» **TASKS TO PERFORM**
1 – Please reproduce the Hewling text, everything from "She toured with" down to "Miami All-Women Orchestra.", changing "saleswoman" to "sales representative".
2 – Carry on the Hewling text after its last sentence.

» **SOURCE DOCUMENT**
++++++

She toured with various women's orchestras in her career. During World War I she organized the Ladies' Rainbow Saxophone Band (later the Ladies Rainbow Sextet), to entertain troops in camps. The players wore rainbow-themed stage costumes and the lighting carried the theme as well. They toured American cities, college campuses and other gatherings through the 1920s, bringing "a happy, lively mixture of good music", by one newspaper account. The Ladies' Rainbow Saxophone Band entertained President Warren G. Harding during his time in the White House.

In 1921, Hewling was a saleswoman with the Rodeheaver Company, selling recordings of religious music in Chicago. In 1932, she performed at a benefit for unemployed workers in Miami. In 1943 she was a drummer (and, on occasion, whistler) with the Miami All-Women Orchestra.

++++++

(Stored dataset items)
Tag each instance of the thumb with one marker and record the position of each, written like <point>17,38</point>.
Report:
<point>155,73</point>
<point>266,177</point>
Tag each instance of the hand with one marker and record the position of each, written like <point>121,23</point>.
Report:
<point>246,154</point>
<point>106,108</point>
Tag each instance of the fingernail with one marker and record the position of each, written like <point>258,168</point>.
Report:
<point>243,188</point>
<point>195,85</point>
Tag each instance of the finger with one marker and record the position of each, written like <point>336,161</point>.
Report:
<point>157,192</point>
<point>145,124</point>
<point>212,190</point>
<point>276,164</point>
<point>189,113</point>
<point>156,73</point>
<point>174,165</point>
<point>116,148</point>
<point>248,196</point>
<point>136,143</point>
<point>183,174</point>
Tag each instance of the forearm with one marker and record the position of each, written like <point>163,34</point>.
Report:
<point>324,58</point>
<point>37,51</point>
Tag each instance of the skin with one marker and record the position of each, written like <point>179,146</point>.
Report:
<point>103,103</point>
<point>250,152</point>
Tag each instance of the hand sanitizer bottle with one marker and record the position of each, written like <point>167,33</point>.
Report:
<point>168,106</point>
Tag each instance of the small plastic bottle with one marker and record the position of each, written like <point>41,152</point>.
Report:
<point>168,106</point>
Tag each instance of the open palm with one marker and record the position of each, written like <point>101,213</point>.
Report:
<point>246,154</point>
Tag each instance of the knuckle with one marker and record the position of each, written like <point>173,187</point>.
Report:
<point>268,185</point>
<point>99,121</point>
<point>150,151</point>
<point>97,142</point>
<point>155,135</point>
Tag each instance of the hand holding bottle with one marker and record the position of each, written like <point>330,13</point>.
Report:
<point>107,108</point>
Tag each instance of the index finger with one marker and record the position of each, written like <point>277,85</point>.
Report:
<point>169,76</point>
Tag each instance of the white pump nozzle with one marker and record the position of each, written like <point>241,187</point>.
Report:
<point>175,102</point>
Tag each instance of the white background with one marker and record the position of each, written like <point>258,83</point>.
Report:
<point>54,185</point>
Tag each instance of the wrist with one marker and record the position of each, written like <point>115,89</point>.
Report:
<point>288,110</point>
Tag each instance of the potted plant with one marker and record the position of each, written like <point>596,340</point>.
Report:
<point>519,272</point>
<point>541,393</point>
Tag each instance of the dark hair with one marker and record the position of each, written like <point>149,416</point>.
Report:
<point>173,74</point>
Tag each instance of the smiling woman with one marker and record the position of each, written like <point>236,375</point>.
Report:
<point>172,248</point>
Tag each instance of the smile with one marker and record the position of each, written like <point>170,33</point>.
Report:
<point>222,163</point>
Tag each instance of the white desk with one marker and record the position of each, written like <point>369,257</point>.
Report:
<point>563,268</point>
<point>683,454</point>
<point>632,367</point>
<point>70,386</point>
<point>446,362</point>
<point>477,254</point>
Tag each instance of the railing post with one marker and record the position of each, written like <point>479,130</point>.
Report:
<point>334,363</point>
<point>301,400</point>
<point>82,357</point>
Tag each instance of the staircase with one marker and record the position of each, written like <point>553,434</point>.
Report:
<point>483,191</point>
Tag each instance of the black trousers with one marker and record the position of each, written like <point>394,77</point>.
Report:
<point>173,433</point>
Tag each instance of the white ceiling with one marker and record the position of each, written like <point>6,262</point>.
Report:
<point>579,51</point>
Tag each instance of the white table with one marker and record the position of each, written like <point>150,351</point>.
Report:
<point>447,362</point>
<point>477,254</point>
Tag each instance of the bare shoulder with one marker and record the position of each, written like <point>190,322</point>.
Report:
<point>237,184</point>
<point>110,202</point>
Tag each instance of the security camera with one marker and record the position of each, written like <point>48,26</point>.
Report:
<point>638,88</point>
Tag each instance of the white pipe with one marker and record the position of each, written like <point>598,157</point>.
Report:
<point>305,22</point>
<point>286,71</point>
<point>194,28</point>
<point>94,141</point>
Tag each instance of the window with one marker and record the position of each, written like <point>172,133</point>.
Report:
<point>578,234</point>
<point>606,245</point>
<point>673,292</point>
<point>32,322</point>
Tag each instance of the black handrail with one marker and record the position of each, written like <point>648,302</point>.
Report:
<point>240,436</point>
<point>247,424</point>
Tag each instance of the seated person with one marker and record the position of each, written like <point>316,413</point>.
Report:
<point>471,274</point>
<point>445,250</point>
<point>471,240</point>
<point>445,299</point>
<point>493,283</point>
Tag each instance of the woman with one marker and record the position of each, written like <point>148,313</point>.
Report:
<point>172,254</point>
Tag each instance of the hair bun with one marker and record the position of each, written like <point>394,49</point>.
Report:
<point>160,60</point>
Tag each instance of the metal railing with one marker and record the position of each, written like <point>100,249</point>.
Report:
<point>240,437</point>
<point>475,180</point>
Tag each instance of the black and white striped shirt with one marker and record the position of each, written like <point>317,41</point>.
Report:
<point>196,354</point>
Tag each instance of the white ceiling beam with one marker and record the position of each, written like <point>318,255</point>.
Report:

++++++

» **ANSWERS TO THE EXERCISE**
1 –
She toured with various women's orchestras in her career. During World War I she organized the Ladies' Rainbow Saxophone Band (later the Ladies Rainbow Sextet), to entertain troops in camps. The players wore rainbow-themed stage costumes and the lighting carried the theme as well. They toured American cities, college campuses and other gatherings through the 1920s, bringing "a happy, lively mixture of good music", by one newspaper account. The Ladies' Rainbow Saxophone Band entertained President Warren G. Harding during his time in the White House.

In 1921, Hewling was a sales representative with the Rodeheaver Company, selling recordings of religious music in Chicago. In 1932, she performed at a benefit for unemployed workers in Miami. In 1943 she was a drummer (and, on occasion, whistler) with the Miami All-Women Orchestra.

2 –
She and her musical partner Imogene Waldron (a member of the Ladies' Rainbow Saxophone Band) co-wrote and co-directed a children's pageant called "A Trip around the World" performed in Indiana in 1927, and co-directed a variety show in Miami in 1931, with Caesar LaMonaca as the headliner. The pair co-directed a youth harmonica band in Miami in 1934. Hewling and Waldron sometimes performed duets on musical saws, as a novelty act. In 1948, the two women were running a kindergarten together.

==Personal life==
Sue Ernest married and had a son. From about 1929 she lived with fellow musician Imogene (Imo) Waldron in Miami, Florida. Sue Hewling died there in 1962, aged 80 years.